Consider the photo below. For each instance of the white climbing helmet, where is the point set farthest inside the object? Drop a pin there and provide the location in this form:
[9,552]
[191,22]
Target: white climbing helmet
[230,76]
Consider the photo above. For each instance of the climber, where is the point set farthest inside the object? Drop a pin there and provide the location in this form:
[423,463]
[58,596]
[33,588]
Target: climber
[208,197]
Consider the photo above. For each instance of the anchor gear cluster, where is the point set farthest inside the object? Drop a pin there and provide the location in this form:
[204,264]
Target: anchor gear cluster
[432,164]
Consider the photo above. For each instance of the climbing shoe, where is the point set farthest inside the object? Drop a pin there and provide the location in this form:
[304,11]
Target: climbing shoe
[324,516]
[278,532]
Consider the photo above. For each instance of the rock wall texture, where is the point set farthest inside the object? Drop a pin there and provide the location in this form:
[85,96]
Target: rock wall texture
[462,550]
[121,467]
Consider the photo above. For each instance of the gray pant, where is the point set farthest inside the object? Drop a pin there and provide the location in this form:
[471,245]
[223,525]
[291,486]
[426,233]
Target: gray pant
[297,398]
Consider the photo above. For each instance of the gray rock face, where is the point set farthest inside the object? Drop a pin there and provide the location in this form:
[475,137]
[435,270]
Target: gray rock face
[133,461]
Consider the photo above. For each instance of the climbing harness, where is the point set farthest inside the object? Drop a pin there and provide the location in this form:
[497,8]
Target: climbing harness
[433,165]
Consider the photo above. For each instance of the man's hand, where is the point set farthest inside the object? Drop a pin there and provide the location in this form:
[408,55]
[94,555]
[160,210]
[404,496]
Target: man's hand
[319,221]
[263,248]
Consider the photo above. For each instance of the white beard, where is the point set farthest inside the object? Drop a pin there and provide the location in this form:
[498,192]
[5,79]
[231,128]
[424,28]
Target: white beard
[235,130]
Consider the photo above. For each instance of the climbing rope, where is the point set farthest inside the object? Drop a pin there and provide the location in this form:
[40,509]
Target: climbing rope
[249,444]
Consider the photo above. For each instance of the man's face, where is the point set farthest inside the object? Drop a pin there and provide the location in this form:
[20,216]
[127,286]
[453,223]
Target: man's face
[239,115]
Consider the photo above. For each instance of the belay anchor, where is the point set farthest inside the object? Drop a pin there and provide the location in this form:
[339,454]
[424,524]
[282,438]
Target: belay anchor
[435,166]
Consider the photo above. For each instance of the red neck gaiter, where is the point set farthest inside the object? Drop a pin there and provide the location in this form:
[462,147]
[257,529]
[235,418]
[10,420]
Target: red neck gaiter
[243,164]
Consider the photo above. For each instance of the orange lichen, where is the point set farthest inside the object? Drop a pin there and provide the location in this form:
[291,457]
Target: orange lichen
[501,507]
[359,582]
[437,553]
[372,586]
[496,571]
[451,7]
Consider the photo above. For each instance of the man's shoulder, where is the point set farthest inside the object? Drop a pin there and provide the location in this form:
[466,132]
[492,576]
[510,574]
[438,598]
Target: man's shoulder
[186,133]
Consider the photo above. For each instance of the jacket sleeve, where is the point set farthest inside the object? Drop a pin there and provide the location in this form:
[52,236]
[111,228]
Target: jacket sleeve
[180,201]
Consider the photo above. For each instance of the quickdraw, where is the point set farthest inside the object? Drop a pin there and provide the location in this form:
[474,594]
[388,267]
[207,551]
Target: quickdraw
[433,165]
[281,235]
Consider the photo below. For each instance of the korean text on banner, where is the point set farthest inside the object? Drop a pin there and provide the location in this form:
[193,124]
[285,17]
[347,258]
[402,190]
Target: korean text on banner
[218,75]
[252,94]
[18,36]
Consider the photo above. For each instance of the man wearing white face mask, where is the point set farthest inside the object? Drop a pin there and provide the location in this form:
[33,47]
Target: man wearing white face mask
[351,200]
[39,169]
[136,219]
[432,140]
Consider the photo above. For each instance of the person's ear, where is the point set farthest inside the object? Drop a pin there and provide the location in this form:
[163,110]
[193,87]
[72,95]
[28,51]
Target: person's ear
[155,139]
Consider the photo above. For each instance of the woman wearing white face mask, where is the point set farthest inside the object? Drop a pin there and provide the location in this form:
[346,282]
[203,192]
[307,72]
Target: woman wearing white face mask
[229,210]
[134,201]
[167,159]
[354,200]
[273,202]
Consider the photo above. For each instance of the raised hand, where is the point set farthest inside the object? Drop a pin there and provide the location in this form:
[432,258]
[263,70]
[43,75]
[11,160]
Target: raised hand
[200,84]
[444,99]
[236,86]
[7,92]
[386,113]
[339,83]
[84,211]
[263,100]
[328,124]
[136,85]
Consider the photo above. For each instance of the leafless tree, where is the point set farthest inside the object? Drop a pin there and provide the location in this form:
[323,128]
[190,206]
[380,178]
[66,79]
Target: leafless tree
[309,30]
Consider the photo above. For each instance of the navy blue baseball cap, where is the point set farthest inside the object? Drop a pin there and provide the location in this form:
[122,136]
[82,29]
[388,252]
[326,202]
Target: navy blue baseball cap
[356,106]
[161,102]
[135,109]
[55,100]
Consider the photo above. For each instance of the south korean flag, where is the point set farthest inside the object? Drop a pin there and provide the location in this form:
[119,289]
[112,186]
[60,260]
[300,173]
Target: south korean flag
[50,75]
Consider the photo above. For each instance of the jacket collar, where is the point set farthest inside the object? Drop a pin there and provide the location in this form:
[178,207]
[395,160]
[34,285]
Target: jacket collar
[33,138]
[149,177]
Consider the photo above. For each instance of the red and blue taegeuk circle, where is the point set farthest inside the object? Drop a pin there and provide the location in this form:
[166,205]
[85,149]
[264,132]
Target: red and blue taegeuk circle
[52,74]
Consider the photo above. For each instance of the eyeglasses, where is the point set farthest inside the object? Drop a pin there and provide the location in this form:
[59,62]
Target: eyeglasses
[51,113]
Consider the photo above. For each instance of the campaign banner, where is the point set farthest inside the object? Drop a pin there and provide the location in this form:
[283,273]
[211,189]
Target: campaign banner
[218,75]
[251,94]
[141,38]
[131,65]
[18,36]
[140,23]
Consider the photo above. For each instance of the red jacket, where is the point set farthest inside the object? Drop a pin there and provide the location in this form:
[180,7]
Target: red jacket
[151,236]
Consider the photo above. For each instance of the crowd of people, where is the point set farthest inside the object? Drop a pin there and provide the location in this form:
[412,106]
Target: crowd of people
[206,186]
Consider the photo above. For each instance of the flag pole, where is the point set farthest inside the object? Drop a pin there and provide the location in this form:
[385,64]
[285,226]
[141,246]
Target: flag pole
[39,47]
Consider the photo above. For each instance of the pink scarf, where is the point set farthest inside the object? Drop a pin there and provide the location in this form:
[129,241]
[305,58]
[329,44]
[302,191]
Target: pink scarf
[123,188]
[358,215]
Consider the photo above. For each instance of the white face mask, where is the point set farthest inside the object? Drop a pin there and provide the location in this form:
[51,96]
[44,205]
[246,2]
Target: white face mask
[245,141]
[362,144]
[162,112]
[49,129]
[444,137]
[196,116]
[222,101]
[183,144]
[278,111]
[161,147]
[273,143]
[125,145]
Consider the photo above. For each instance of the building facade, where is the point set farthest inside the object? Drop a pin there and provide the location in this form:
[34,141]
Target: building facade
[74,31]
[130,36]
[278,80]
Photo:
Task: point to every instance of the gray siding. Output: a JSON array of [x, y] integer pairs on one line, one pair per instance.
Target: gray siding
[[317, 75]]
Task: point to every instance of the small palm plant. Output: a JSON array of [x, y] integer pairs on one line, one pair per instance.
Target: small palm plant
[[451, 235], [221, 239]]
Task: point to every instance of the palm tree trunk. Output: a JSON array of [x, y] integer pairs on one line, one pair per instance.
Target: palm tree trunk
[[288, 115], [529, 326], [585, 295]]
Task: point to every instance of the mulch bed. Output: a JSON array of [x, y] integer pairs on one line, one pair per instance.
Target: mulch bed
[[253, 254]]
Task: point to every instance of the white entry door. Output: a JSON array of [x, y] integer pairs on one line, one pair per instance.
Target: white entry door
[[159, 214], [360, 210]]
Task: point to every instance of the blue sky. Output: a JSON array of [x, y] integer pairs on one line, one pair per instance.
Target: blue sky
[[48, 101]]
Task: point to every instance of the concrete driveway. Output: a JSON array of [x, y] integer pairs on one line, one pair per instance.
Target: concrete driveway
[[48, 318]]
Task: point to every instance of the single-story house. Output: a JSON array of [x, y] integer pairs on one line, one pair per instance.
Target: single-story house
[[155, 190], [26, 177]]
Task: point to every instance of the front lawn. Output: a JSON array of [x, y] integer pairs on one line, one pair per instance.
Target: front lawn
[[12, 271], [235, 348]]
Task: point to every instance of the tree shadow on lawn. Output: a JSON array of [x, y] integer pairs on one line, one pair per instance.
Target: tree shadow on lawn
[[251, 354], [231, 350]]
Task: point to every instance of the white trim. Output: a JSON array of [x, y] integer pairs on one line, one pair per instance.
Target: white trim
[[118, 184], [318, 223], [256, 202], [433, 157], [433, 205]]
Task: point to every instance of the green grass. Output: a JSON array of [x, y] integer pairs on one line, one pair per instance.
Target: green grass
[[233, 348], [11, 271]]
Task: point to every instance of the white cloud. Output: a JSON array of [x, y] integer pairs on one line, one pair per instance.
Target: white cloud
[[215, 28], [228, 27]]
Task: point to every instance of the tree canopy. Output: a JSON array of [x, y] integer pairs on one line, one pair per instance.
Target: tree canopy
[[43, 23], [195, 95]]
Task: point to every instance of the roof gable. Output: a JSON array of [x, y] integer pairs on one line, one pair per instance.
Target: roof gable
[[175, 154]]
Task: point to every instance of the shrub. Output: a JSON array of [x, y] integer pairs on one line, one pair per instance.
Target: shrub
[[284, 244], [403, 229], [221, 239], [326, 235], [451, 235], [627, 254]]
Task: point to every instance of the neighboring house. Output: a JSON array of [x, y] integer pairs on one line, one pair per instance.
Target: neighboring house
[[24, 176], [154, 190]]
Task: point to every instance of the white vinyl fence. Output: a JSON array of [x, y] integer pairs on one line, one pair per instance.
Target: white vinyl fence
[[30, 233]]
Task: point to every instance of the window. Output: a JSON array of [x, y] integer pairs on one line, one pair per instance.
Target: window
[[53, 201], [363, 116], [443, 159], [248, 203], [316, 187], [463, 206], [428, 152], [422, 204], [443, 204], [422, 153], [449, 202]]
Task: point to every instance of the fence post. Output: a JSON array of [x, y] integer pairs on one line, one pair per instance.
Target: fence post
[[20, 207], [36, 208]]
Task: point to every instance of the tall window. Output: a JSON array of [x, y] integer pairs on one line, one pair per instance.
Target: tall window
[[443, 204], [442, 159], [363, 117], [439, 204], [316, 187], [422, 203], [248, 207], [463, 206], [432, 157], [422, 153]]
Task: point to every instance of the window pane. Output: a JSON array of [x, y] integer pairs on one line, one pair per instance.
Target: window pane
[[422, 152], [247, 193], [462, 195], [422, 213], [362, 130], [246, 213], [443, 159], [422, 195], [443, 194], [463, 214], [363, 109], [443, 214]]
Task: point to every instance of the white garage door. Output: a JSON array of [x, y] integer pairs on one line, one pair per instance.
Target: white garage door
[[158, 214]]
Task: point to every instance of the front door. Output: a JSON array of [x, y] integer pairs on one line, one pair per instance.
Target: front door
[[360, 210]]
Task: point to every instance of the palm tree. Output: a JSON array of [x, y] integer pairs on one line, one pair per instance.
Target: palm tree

[What to work on] Convert the lines from the one containing "Task: point to every instance of the shrub." through the one containing "157], [422, 153]]" into a JSON list of strings, one string per line, leaving out any blank lines.

[Exercise solution]
[
  "Task: point to every instance of the shrub. Output: a JSON array of [x, y] integer pairs on one line, one pair per instance.",
  "Target: shrub",
  "[[284, 244], [403, 229], [221, 239], [326, 235], [451, 235], [627, 254]]",
  "Task: point to every instance of the neighboring house. Output: a JSON array of [x, y] integer pairs on one line, one pair per instance.",
  "Target: neighboring house",
  "[[24, 176], [154, 190]]",
  "Task: point to every instance of the white vinyl fence. Output: a JSON array of [x, y] integer pairs on one line, one pair per instance.",
  "Target: white vinyl fence",
  "[[30, 233]]",
  "Task: point to every instance of the window. Output: a JSON array of [x, y] integer pairs on one line, one pair per instance.",
  "Target: window",
  "[[53, 201], [363, 116], [443, 159], [248, 203], [316, 187], [463, 206], [428, 152], [422, 204], [443, 204], [422, 153], [449, 202]]",
  "Task: point to every instance of the fence post. Output: a JSON array of [x, y] integer pairs on one line, one pair per instance.",
  "Target: fence post",
  "[[20, 207], [36, 208]]",
  "Task: point to every instance of the tall window. Output: a JSON array of [x, y] integer pairs on one line, one pair per instance.",
  "Target: tall window",
  "[[443, 204], [442, 159], [363, 117], [439, 204], [316, 187], [422, 203], [248, 207], [463, 206], [432, 157], [422, 153]]"
]